> _TASK STATEMENT_
Swap "distant mountain" for "faraway peak" throughout the rows below and write them out again, changing nothing else.

+ + + +

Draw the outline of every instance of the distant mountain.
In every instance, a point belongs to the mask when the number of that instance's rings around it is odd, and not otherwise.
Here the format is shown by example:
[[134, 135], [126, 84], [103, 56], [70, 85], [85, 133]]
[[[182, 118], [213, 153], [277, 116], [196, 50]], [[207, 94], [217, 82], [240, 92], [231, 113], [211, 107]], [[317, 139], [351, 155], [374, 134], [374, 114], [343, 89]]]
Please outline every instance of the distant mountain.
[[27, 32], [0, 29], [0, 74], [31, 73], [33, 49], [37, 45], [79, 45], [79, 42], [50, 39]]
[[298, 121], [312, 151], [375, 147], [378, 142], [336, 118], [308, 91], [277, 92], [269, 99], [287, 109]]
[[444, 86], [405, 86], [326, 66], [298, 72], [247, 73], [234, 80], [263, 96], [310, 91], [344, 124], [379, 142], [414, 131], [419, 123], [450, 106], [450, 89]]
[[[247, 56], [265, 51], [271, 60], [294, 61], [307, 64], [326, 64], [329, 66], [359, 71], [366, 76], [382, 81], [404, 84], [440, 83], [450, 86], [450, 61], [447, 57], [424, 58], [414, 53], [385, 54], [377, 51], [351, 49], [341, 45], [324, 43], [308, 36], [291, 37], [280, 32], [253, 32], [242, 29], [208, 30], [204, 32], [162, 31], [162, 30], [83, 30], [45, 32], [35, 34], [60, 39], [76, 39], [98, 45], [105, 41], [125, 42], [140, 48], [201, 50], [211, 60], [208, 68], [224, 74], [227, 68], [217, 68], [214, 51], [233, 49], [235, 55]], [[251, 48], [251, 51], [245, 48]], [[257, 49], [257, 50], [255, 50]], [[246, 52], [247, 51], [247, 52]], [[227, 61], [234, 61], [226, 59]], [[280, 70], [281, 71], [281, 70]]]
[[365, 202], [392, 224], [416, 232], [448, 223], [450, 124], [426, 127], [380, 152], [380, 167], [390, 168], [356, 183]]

+ + + +

> _EXERCISE SOLUTION_
Draw the outline of every instance of the faraway peak.
In every instance, a point belongs to the mask when the number of that instance's rings around it is odd, and not otherwise.
Here the format is shown by example:
[[134, 135], [126, 84], [103, 56], [70, 85], [85, 133]]
[[[182, 118], [213, 153], [277, 116], [196, 50]], [[207, 94], [217, 82], [240, 92], [231, 113], [211, 107]], [[317, 139], [351, 155], [374, 134], [374, 114], [343, 89]]]
Please outline every instance of the faraway peak.
[[27, 32], [0, 29], [0, 74], [31, 73], [33, 49], [37, 45], [79, 45], [79, 42], [50, 39]]
[[298, 121], [312, 151], [375, 147], [378, 142], [336, 118], [308, 91], [277, 92], [269, 99], [287, 109]]
[[444, 86], [405, 86], [326, 66], [298, 72], [247, 73], [234, 80], [263, 96], [310, 91], [344, 124], [379, 142], [414, 131], [419, 123], [450, 106], [450, 89]]
[[[247, 56], [265, 51], [271, 60], [294, 61], [307, 64], [326, 64], [329, 66], [359, 71], [366, 76], [382, 81], [404, 84], [440, 83], [450, 86], [450, 61], [447, 57], [424, 58], [414, 53], [385, 54], [377, 51], [351, 49], [341, 45], [324, 43], [308, 36], [291, 37], [280, 32], [253, 32], [242, 29], [208, 30], [204, 32], [162, 31], [162, 30], [83, 30], [45, 32], [35, 34], [60, 39], [76, 39], [98, 45], [105, 41], [125, 42], [140, 48], [201, 50], [211, 60], [208, 68], [224, 74], [227, 68], [217, 68], [214, 51], [233, 49], [235, 55]], [[251, 48], [251, 51], [245, 48]], [[257, 49], [257, 50], [255, 50]], [[246, 52], [247, 51], [247, 52]], [[227, 61], [234, 61], [226, 59]], [[280, 70], [281, 71], [281, 70]]]
[[365, 202], [392, 224], [416, 232], [448, 223], [450, 124], [426, 127], [380, 152], [380, 167], [390, 168], [356, 183]]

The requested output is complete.